◆ ФРАГМЕНТ ДОКУМЕНТА:
Задолго до того как появилась электронная музыка, у композиторов существовало желание использовать вновь появляющиеся технологии в музыкальных целях.

Было создано несколько инструментов, в конструкции которых были использованы как механические, так и электронные составляющие. Именно эти инструменты и проложили путь для появления более совершенных электронных инструментов.

В период с 1898-й по 1912-й годы американский изобретатель Тадеуш Кахилл работал над созданием электромеханического инструмента под названием телармониум (англ. Telharmonium). Но этот инструмент не приняли из-за его габаритов: его версия 1906 года весила порядка 200 тонн, его механизм занимал площадь, приблизительно равную 18 кв. метрам.

Первым электронным инструментом принято считать терменвокс. Терменвокс был создан русским изобретателем Львом Терменом приблизительно в 1919—1920 году. Это инструмент, в котором звук извлекается путём движения рук исполнителя в электромагнитном поле двух металлических антенн.

К ранним электронным инструментам также относят: звуковой крест (фр. Croix Sonore), изобретённый в 1926-м году русским композитором Николаем Обуховым, и Волны Мартено, изобретённый французским музыкантом Морисом Мартено в период с 1919-го по 1928-й годы. Самый известный пример использования Волн Мартено — Турангалила-симфония Оливье Мессиана и другие его сочинения. Инструмент Волны Мартено также использовался для написания музыки другими композиторами, преимущественно французскими, например, Андре Жоливе.

Эскиз новой эстетики музыкального искусства

В 1907-м году, всего годом позже после изобретения аудиона, Ферручио Бузони публикует трактат «Эскиз новой эстетики музыкального искусства» (нем. «Entwurf einer neuen Ästhetik der Tonkunst»), в котором он рассматривает возможность применения электрических и других источников звука в музыке будущего. Он предполагал, что в будущем октава будет разделена на большее количество полутонов, чем предлагает классический строй, в котором октава состоит из 12-ти полутонов, и это станет возможно благодаря динамофону Кахилла: «Только длительная и тщательно выполненная серия экспериментов, и постоянная тренировка слуха поможет новому поколению сделать этот незнакомый материал пригодным для работы и Искусства».

◆ ЗАДАНИЕ A: Совпадают ли с текстом о первых электронных инструментах эти утверждения? (i) Версия телармониума 1906 года весила около 200 тонн. (ii) Звуковой крест изобрёл Морис Мартено. (iii) Трактат Бузони вышел в 1907 году. На каждое ответьте «да» или «нет» и дословно приведите решающие слова текста.
◆ ЗАДАНИЕ B: Продублируйте слово в слово кусок текста о первых электронных инструментах от «В период с 1898-й» вплоть до «18 кв. метрам.» включительно.
◆ ЗАДАНИЕ C: Переведите на английский язык предложение из текста о первых электронных инструментах: «Терменвокс был создан русским изобретателем Львом Терменом приблизительно в 1919—1920 году».
Список к этому никакого отношения не имеет.

◆ ИСХОДНЫЕ ДАННЫЕ:
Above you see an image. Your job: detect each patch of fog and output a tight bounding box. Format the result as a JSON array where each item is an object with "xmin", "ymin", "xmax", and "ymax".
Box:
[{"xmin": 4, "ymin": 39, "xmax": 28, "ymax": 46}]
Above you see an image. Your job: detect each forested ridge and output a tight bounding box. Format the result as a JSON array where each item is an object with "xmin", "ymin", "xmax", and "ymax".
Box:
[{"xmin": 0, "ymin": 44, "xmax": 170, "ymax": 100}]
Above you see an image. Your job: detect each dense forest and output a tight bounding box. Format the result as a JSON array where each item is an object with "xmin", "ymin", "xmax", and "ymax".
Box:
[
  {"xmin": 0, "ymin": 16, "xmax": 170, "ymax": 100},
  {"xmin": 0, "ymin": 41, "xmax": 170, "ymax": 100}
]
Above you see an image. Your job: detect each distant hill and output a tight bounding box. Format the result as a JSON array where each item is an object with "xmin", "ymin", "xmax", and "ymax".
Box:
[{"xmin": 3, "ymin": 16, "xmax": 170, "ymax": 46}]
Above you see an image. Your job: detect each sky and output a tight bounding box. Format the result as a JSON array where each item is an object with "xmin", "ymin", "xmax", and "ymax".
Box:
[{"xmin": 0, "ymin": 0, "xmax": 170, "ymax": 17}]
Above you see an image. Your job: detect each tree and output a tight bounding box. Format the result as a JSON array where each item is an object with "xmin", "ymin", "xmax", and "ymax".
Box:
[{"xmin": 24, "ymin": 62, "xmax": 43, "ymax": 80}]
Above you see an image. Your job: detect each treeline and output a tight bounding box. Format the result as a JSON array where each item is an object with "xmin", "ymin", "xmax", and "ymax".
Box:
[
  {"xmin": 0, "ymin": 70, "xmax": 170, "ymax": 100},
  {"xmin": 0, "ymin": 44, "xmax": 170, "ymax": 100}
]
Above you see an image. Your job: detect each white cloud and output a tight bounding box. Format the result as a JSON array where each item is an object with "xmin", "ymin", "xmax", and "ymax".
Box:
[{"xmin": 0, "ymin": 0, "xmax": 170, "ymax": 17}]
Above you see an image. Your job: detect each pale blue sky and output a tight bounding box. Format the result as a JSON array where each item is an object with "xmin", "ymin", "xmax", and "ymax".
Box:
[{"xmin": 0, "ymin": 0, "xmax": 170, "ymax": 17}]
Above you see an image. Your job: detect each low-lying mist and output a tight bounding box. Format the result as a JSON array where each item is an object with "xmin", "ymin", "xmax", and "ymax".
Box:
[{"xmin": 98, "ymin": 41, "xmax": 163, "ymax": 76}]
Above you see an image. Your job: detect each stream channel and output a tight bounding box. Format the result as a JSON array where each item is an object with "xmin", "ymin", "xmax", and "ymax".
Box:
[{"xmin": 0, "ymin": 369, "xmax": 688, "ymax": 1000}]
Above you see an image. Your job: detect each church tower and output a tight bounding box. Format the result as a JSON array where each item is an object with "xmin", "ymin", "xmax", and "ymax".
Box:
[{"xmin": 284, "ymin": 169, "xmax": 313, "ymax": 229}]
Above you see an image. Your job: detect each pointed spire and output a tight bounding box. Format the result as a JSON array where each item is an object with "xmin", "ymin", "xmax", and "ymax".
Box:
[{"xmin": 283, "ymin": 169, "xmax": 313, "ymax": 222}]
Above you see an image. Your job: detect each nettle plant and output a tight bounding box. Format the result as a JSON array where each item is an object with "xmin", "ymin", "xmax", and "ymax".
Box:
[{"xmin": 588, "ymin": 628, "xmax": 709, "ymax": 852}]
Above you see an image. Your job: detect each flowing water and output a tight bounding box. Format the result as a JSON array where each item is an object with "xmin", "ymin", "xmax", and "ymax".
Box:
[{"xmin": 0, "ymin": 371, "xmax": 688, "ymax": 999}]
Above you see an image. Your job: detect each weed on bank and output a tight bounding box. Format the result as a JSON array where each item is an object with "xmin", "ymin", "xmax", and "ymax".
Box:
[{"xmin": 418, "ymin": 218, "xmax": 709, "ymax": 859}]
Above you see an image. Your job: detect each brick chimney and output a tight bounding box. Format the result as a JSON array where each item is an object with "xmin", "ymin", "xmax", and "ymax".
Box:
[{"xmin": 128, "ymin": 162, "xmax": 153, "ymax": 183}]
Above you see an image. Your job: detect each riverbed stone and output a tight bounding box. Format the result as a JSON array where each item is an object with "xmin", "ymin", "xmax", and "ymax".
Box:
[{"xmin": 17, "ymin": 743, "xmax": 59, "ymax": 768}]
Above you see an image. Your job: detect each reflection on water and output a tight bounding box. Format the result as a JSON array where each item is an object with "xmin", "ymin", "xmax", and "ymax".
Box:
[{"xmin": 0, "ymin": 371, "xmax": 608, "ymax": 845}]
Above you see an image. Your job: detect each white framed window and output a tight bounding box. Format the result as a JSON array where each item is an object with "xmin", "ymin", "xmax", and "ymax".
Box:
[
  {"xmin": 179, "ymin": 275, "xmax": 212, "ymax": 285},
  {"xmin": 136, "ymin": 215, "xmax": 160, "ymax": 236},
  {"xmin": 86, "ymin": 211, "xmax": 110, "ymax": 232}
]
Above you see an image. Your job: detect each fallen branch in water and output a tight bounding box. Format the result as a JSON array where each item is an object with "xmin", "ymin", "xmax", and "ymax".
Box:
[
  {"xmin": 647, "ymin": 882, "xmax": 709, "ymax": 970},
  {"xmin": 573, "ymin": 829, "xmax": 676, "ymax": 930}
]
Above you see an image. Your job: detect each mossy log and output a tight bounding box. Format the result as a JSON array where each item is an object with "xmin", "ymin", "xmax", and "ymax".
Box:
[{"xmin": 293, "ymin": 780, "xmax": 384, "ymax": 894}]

◆ ИТОГОВЫЙ ОТВЕТ A:
(i) Да: «его версия 1906 года весила порядка 200 тонн».
(ii) Нет: «звуковой крест (фр. Croix Sonore), изобретённый в 1926-м году русским композитором Николаем Обуховым».
(iii) Да: «В 1907-м году, всего годом позже после изобретения аудиона, Ферручио Бузони публикует трактат».

◆ ИТОГОВЫЙ ОТВЕТ B:
В период с 1898-й по 1912-й годы американский изобретатель Тадеуш Кахилл работал над созданием электромеханического инструмента под названием телармониум (англ. Telharmonium). Но этот инструмент не приняли из-за его габаритов: его версия 1906 года весила порядка 200 тонн, его механизм занимал площадь, приблизительно равную 18 кв. метрам.

◆ ИТОГОВЫЙ ОТВЕТ C: The theremin was created by the Russian inventor Lev Termen around 1919–1920.